09:34 CP: Okay, now on to Kubernetes. Kubernetes container orchestration is a platform that helps build platforms, and it has made infrastructure fungible in a way that was inconceivable five years ago. It delivers a highly flexible and efficient form of virtualization that transforms what used to be a hardware problem into infrastructure as code.

Traditional data centers built with locally attached storage resources on each server make persistent data a challenge for Kubernetes-based applications. Kubernetes orchestration uses lightweight container technology in place of VMs to manage workloads and all of their dependencies in an isolated state from other applications or system processes. However, containers are more mobile than VMs, and traditional storage infrastructures have had a hard time keeping pace. You write a bunch of data into one drive and then the workload moves to another server, and now you've got a problem.

While locally attached storage provides good performance, when Kubernetes orchestration schedules a data intensive container like that on to another server, it forces a storage copy that has high latency, and this inhibits container adoption for data-intensive applications.

* DATA LISTING *
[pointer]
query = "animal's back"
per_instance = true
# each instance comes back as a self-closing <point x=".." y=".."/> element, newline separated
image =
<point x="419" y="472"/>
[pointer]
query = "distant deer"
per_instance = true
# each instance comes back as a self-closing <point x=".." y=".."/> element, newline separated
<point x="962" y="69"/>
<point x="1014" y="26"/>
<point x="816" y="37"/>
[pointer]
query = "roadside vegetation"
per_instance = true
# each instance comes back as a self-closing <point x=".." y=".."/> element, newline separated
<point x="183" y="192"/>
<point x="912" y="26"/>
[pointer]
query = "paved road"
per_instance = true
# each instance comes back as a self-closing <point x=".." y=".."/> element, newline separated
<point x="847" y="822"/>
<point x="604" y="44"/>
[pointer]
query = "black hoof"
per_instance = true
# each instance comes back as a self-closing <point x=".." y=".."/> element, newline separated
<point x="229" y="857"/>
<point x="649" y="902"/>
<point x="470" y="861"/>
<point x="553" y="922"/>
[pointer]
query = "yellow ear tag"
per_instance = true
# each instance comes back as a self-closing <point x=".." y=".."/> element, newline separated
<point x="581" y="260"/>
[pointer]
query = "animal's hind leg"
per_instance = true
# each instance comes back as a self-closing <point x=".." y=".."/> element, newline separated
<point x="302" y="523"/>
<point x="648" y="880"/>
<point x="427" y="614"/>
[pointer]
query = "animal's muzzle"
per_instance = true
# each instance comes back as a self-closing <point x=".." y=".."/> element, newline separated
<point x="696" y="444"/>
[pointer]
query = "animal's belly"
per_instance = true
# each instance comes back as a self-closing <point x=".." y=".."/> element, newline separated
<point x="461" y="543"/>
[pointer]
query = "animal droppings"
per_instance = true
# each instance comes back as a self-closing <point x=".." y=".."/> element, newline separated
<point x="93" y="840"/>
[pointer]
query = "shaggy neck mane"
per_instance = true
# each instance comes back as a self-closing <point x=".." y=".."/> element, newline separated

* WHAT IS BEING ASKED *
Reproduce the passage of the Kubernetes text above, from "Traditional data centers" to "for data-intensive applications.".

* SOLUTION BELOW *
Traditional data centers built with locally attached storage resources on each server make persistent data a challenge for Kubernetes-based applications. Kubernetes orchestration uses lightweight container technology in place of VMs to manage workloads and all of their dependencies in an isolated state from other applications or system processes. However, containers are more mobile than VMs, and traditional storage infrastructures have had a hard time keeping pace. You write a bunch of data into one drive and then the workload moves to another server, and now you've got a problem.

While locally attached storage provides good performance, when Kubernetes orchestration schedules a data intensive container like that on to another server, it forces a storage copy that has high latency, and this inhibits container adoption for data-intensive applications.